▶ [Supplied data]:
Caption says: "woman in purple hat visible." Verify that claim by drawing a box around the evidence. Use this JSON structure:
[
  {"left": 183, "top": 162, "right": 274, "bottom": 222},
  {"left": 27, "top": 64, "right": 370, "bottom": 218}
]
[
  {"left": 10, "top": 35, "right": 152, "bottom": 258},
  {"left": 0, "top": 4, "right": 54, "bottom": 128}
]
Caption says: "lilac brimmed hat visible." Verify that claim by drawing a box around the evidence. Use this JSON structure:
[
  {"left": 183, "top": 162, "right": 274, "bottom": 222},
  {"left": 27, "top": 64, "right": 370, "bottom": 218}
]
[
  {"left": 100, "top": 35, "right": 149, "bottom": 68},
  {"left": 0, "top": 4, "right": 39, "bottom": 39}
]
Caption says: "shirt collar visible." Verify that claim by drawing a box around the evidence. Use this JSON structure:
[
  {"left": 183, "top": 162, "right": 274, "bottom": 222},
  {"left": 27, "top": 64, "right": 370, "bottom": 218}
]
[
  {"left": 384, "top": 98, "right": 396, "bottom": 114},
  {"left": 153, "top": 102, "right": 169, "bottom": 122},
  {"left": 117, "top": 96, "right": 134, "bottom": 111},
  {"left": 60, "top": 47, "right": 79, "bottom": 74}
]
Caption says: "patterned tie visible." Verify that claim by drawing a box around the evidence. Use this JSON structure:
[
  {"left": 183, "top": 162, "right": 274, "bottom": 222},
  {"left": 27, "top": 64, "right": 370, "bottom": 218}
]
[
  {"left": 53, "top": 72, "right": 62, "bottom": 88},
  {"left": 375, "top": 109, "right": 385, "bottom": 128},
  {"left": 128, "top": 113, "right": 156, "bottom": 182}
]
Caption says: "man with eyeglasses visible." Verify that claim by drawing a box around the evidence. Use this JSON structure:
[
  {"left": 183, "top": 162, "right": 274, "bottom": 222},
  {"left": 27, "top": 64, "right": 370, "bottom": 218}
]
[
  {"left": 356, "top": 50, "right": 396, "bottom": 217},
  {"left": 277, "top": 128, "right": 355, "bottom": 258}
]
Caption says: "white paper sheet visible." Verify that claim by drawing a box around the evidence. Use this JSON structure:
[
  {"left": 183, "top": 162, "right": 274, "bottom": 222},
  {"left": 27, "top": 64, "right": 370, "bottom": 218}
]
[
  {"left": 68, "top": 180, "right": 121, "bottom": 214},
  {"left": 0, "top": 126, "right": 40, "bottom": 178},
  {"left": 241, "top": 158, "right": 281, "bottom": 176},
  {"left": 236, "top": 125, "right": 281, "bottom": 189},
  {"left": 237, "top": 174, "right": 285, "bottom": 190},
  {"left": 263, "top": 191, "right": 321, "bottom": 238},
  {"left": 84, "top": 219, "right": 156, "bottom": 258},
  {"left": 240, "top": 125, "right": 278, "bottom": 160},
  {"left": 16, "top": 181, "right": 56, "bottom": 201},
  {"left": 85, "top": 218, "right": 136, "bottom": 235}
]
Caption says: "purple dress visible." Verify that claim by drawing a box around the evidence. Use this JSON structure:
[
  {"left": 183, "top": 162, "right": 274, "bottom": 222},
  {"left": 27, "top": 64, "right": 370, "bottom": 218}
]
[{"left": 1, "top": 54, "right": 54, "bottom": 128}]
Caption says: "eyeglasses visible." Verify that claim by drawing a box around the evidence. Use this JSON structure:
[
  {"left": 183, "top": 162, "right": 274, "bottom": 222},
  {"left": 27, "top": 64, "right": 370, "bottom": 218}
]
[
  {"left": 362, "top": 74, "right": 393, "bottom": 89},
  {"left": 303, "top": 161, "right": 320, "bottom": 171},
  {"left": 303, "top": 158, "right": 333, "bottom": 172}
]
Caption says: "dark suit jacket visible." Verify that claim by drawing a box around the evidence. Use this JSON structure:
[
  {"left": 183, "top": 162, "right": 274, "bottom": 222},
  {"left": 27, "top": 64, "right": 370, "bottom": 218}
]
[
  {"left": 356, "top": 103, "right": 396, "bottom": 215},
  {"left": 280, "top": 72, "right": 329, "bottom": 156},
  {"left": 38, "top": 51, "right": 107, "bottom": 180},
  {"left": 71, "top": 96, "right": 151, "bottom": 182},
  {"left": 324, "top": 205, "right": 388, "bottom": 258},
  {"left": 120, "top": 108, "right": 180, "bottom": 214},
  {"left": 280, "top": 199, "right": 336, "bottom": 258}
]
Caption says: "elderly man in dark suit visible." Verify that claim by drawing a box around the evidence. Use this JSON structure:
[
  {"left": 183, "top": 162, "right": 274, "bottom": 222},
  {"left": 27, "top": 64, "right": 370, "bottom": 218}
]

▶ [Required work]: Your answer must consist of every line above, transcribed verbatim.

▶ [Answer area]:
Caption says: "woman in purple hat visible." Verify that claim by drawing a box around the evidence. Use this JSON structure:
[
  {"left": 183, "top": 162, "right": 274, "bottom": 222},
  {"left": 27, "top": 64, "right": 370, "bottom": 218}
]
[
  {"left": 10, "top": 35, "right": 152, "bottom": 258},
  {"left": 0, "top": 4, "right": 54, "bottom": 128}
]
Caption says: "lilac brimmed hat visible." Verify that claim by drawing a box around the evidence. Use this JSON structure:
[
  {"left": 183, "top": 162, "right": 274, "bottom": 222},
  {"left": 27, "top": 64, "right": 370, "bottom": 218}
]
[
  {"left": 100, "top": 35, "right": 149, "bottom": 68},
  {"left": 0, "top": 4, "right": 39, "bottom": 39}
]
Caption says: "shirt collar visible." Verify that claim by drawing a box around the evidence. Use this JSON structure:
[
  {"left": 183, "top": 162, "right": 274, "bottom": 222},
  {"left": 27, "top": 64, "right": 370, "bottom": 218}
]
[
  {"left": 384, "top": 98, "right": 396, "bottom": 114},
  {"left": 153, "top": 102, "right": 169, "bottom": 122},
  {"left": 117, "top": 96, "right": 134, "bottom": 111},
  {"left": 60, "top": 47, "right": 79, "bottom": 74}
]
Caption says: "patterned tie visible." Verify that claim by drawing a box around the evidence. Use this JSON structure:
[
  {"left": 183, "top": 162, "right": 274, "bottom": 222},
  {"left": 27, "top": 64, "right": 370, "bottom": 218}
]
[
  {"left": 53, "top": 72, "right": 62, "bottom": 88},
  {"left": 375, "top": 109, "right": 385, "bottom": 128},
  {"left": 128, "top": 113, "right": 156, "bottom": 182}
]
Caption says: "man with eyeglasses visible." Verify that claim by drawing a box around the evidence. Use this JSON structure:
[
  {"left": 183, "top": 162, "right": 274, "bottom": 222},
  {"left": 27, "top": 64, "right": 370, "bottom": 218}
]
[
  {"left": 356, "top": 50, "right": 396, "bottom": 217},
  {"left": 277, "top": 128, "right": 355, "bottom": 258}
]
Caption says: "white paper sheet visible." Verify that claim by drawing a box around the evidence. Use this JSON structure:
[
  {"left": 183, "top": 162, "right": 274, "bottom": 222},
  {"left": 27, "top": 64, "right": 370, "bottom": 218}
]
[
  {"left": 68, "top": 180, "right": 121, "bottom": 214},
  {"left": 0, "top": 126, "right": 40, "bottom": 178},
  {"left": 241, "top": 158, "right": 281, "bottom": 176},
  {"left": 236, "top": 125, "right": 281, "bottom": 189},
  {"left": 237, "top": 174, "right": 285, "bottom": 190},
  {"left": 263, "top": 191, "right": 321, "bottom": 238},
  {"left": 84, "top": 219, "right": 156, "bottom": 258},
  {"left": 240, "top": 125, "right": 278, "bottom": 160},
  {"left": 16, "top": 181, "right": 56, "bottom": 201},
  {"left": 85, "top": 218, "right": 136, "bottom": 235}
]
Caption says: "purple dress visible." Verify that claim by drawing a box around the evidence. Use this JSON structure:
[
  {"left": 183, "top": 162, "right": 274, "bottom": 222},
  {"left": 27, "top": 64, "right": 370, "bottom": 218}
]
[{"left": 1, "top": 54, "right": 54, "bottom": 128}]
Caption says: "eyeglasses visible." Verify that claim by drawing a box around the evidence. Use this JSON structure:
[
  {"left": 183, "top": 162, "right": 274, "bottom": 222},
  {"left": 27, "top": 64, "right": 370, "bottom": 218}
]
[
  {"left": 362, "top": 74, "right": 393, "bottom": 89},
  {"left": 303, "top": 161, "right": 320, "bottom": 171},
  {"left": 303, "top": 158, "right": 333, "bottom": 172}
]
Caption says: "dark suit jacket visible." Verify that claim by drawing a box around the evidence. Use this JSON structure:
[
  {"left": 183, "top": 162, "right": 274, "bottom": 222},
  {"left": 27, "top": 64, "right": 370, "bottom": 218}
]
[
  {"left": 356, "top": 103, "right": 396, "bottom": 215},
  {"left": 280, "top": 72, "right": 329, "bottom": 156},
  {"left": 38, "top": 51, "right": 107, "bottom": 180},
  {"left": 71, "top": 96, "right": 151, "bottom": 182},
  {"left": 324, "top": 205, "right": 388, "bottom": 258},
  {"left": 120, "top": 108, "right": 180, "bottom": 214},
  {"left": 280, "top": 199, "right": 336, "bottom": 258}
]
Caption says: "elderly man in dark suit visible." Verify that claim by drawing a box around the evidence. Use this JSON structure:
[
  {"left": 183, "top": 162, "right": 274, "bottom": 222},
  {"left": 27, "top": 64, "right": 370, "bottom": 218}
]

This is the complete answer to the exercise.